[ОТРЫВОК]
Едва ли мальчишка задумывался о своём будущем; но многие люди, как знатные, так и «подлые», считали, что именно маленький Пётр является единственным законным наследником российского престола. На него делали ставку будущий канцлер, а тогда посол в Дании А. П. Бестужев-Рюмин и его окружение, в которое входил наставник царевича. Хитрый Остерман предлагал иной выход: брак Петра и Елизаветы (племянника и тётки!) с выделением ей Прибалтики в личное владение. Однако все эти планы были похоронены Меншиковым, положение которого по мере ухудшения здоровья императрицы становилось всё более шатким. После смерти Петра 1 Меншиков был самым решительным противником воцарения Петра II, но к весне 1727 года он неожиданно для своих бывших единомышленников превратился в горячего сторонника юного царевича. Он задумал женить царевича на своей дочери, в результате чего сам он смог бы стать регентом при несовершеннолетнем государе. Да и только что заключённый союз с Австрией заставил изменить отношение к племяннику императора Карла VI, тем более что датские и австрийские дипломаты считали кандидатуру великого князя наиболее благоприятной для своих интересов.
У Меншикова были две дочери — Мария и Александра. Старшую уже помолвили с польским графом Петром Сапегой. Вероятно, позже Меншиков решил подстраховаться, и в проекте завещания Екатерины оказался пункт об обручении будущего императора Петра II с одной из дочерей светлейшего, но без упоминания имени невесты. Екатерина умирала, поэтому у Меншикова оставалось очень мало времени, чтобы убедить императрицу в необходимости подобной комбинации. Но он всё же смог добиться её принципиального согласия, однако встретил сопротивление со стороны недавних единомышленников. Одним из них подобный поворот событий грозил опал ой, других пугала бесконтрольная власть, которую получал Меншиков.
В числе недовольных были генерал-полицмейстер А. М. Девиер, член Верховного тайного совета граф П. А. Толстой, генералы-гвардейцы И. И. Бутурлин и А. И. Ушаков. Их мнения сводились к тому, чтобы Екатерина «короновать изволила при себе цесаревну Елисавет Петровну или Анну Петровну, или обеих вместе. И когда так зделаетца, то ея величеству благонадёжнее будет, что дети её родные». А о судьбе царевича Толстой писал: «Как великий князь научитца, тогда можно его за море послать погулять и для обучения посмотреть другие государства, как и протчие европейские принцы посылаютца, чтоб между тем могли утвердитца здесь каранация их высочеств». Решительный Девиер пытался даже сделать наследника своим орудием — «нечто ему на ухо шептал» и призывал: «Поедем со мной в коляске, будет тебе лучше и воля, а матери твоей не быть уже живой».

[СОХРАНЁННЫЕ ДАННЫЕ]
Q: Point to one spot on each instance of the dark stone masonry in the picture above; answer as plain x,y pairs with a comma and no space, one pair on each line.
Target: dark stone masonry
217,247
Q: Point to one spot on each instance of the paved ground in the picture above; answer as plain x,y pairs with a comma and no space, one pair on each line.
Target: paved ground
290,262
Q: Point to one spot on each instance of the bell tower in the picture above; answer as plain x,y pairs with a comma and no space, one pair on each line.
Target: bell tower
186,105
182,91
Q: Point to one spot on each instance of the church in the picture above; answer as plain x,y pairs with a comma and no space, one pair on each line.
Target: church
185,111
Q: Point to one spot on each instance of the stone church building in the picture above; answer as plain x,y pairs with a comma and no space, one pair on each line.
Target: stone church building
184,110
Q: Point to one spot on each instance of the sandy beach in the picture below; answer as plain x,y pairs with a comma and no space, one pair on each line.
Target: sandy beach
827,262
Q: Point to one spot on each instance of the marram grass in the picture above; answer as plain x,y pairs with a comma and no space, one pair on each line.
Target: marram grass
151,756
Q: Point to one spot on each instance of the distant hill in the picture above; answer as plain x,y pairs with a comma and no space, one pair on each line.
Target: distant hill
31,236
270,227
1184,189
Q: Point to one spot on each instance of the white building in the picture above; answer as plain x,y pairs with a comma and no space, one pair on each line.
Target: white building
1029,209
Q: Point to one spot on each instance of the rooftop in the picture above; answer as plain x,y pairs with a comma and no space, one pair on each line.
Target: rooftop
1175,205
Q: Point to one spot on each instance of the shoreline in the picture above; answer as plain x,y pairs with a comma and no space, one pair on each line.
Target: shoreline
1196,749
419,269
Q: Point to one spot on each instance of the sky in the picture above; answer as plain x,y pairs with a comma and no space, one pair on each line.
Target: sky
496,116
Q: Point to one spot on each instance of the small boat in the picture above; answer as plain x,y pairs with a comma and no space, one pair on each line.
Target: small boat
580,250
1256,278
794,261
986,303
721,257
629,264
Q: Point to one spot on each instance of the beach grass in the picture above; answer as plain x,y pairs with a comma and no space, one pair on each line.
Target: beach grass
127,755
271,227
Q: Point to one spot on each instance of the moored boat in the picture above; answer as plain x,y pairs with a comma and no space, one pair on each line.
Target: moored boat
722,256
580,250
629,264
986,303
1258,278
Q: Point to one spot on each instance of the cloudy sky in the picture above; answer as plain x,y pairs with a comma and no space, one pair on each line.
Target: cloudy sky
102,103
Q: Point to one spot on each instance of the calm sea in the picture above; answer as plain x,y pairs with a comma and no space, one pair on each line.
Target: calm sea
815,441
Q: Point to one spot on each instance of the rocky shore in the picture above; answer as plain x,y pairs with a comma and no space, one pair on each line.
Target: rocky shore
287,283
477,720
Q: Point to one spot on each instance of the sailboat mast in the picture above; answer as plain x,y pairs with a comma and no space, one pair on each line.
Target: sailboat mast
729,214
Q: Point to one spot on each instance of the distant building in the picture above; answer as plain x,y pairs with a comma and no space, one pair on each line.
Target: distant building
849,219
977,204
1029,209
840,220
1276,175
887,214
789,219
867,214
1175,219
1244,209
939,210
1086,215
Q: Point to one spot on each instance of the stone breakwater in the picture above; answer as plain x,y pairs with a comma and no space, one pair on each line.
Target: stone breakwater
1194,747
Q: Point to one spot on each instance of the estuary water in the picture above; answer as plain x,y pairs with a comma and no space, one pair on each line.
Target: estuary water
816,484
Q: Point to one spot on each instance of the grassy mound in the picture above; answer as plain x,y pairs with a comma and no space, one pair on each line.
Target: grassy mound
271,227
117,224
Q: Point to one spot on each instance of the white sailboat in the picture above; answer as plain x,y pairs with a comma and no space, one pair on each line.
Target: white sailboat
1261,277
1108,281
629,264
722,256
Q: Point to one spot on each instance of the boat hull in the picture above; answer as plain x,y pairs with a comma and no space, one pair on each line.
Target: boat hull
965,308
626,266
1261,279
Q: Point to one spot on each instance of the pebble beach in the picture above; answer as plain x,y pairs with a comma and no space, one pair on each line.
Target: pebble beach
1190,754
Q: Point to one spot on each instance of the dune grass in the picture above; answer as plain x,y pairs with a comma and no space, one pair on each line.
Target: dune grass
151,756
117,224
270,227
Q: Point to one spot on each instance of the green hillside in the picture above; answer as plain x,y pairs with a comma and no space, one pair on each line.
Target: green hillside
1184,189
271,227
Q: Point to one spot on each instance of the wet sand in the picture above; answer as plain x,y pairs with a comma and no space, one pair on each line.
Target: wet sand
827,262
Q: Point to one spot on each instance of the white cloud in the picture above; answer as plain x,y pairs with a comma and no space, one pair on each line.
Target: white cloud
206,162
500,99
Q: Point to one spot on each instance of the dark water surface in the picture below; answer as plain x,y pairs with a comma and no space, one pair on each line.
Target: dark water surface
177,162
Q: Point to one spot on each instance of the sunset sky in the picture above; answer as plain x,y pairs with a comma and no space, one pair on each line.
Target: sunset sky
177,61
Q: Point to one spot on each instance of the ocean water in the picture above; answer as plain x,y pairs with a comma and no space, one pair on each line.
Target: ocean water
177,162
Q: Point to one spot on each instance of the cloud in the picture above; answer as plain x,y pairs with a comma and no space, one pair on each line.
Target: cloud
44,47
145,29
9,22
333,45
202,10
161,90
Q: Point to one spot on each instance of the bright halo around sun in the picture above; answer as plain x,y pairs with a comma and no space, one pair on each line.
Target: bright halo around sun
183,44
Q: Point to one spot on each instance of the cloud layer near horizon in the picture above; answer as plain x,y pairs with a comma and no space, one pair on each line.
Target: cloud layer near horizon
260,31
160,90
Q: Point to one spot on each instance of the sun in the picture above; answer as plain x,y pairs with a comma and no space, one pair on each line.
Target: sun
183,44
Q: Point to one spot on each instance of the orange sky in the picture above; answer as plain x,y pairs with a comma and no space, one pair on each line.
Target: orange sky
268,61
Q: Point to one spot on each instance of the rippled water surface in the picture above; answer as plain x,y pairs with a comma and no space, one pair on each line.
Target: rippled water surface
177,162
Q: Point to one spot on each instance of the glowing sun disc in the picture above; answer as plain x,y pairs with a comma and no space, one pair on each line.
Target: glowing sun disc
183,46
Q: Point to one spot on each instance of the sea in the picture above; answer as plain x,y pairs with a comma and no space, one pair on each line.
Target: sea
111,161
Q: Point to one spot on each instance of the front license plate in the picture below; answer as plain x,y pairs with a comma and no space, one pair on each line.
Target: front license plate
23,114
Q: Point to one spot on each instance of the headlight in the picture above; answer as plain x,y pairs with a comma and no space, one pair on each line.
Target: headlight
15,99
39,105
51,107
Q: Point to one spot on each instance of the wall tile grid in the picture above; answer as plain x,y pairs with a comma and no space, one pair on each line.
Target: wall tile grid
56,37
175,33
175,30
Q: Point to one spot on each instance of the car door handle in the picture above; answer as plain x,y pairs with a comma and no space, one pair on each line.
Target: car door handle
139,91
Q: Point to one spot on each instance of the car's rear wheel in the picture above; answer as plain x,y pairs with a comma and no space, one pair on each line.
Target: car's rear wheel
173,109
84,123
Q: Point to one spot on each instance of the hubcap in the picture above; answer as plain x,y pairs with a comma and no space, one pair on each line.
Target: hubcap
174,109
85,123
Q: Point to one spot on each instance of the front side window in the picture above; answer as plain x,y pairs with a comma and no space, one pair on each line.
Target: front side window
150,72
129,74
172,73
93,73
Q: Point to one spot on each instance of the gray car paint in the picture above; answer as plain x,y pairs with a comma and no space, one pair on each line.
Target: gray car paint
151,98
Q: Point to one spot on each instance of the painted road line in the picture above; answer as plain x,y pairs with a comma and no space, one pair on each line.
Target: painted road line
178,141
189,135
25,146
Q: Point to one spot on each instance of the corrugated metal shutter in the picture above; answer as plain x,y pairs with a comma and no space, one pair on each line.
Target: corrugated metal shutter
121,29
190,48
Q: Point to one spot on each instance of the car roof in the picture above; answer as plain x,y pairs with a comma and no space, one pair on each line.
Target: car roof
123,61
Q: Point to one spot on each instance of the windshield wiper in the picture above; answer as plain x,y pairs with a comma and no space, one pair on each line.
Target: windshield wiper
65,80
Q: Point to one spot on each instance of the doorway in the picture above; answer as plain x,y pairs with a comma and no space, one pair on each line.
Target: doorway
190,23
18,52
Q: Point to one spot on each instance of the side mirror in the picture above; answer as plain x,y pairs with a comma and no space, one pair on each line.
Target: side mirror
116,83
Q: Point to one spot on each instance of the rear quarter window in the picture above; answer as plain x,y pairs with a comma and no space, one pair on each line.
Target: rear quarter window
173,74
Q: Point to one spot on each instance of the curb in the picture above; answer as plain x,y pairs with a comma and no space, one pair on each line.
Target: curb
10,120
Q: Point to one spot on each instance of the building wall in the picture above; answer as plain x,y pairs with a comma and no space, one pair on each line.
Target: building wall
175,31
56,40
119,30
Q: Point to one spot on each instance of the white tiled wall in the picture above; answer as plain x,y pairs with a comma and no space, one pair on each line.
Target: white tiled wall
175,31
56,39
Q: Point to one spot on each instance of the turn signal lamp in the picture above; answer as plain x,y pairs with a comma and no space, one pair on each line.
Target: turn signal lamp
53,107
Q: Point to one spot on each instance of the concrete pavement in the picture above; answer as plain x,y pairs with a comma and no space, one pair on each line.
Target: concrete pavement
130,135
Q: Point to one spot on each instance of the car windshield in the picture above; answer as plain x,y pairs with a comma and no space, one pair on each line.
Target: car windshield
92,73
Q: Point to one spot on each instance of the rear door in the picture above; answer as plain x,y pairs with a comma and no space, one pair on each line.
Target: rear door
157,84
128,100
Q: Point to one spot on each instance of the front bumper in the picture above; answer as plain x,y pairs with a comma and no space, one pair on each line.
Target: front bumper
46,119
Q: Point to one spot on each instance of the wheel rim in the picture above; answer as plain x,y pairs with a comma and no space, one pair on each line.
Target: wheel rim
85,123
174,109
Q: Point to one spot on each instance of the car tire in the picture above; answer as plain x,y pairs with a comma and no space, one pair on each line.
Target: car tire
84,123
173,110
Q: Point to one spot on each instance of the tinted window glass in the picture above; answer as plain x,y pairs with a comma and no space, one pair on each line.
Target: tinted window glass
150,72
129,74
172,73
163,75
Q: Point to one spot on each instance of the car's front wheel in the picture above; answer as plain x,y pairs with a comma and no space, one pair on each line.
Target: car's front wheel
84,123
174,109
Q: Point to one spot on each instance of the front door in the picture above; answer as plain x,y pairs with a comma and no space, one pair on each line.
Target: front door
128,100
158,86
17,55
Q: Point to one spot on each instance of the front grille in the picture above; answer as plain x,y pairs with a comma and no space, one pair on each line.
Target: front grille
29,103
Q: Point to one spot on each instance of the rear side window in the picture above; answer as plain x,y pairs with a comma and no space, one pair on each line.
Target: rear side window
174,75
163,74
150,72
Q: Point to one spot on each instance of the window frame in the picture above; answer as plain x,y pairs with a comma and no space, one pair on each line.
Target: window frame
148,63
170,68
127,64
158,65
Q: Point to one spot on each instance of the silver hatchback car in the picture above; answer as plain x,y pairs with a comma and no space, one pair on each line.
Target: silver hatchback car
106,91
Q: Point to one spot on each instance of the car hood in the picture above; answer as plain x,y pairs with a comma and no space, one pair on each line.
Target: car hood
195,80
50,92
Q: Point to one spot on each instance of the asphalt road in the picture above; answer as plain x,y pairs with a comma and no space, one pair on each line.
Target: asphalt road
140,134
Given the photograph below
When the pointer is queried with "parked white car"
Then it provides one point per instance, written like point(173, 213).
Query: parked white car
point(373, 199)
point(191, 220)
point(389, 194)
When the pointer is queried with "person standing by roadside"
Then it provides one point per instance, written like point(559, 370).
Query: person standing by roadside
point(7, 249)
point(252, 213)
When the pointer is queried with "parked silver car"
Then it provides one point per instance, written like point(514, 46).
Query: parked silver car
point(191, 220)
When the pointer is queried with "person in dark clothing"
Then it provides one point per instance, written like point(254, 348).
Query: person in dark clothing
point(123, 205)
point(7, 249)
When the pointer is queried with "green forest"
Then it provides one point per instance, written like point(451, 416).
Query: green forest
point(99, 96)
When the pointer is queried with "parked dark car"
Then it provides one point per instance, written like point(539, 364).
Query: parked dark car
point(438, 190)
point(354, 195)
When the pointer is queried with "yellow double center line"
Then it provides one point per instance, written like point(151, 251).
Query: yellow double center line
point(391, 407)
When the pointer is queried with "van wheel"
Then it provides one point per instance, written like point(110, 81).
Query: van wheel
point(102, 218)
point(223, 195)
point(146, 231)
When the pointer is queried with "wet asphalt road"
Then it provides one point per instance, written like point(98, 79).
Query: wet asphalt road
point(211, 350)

[ЗАДАНИЯ К ВЫПОЛНЕНИЮ]
(a) Ответьте на вопросы по отрывку, каждый ответ с новой строки:
(i) Кто был послом в Дании?
(ii) С кем помолвили старшую дочь Меншикова?
(iii) Какую должность занимал А. М. Девиер?
(b) Пожалуйста, перепишите из отрывка фрагмент, начиная со слов «У Меншикова были» и продолжая до слов «которую получал Меншиков.» включительно.
Данные для работы с отрывком не понадобятся.

[ВЫПОЛНЕННЫЕ ЗАДАНИЯ]
(a)
(i) А. П. Бестужев-Рюмин.
(ii) С польским графом Петром Сапегой.
(iii) Генерал-полицмейстер.

(b)
У Меншикова были две дочери — Мария и Александра. Старшую уже помолвили с польским графом Петром Сапегой. Вероятно, позже Меншиков решил подстраховаться, и в проекте завещания Екатерины оказался пункт об обручении будущего императора Петра II с одной из дочерей светлейшего, но без упоминания имени невесты. Екатерина умирала, поэтому у Меншикова оставалось очень мало времени, чтобы убедить императрицу в необходимости подобной комбинации. Но он всё же смог добиться её принципиального согласия, однако встретил сопротивление со стороны недавних единомышленников. Одним из них подобный поворот событий грозил опал ой, других пугала бесконтрольная власть, которую получал Меншиков.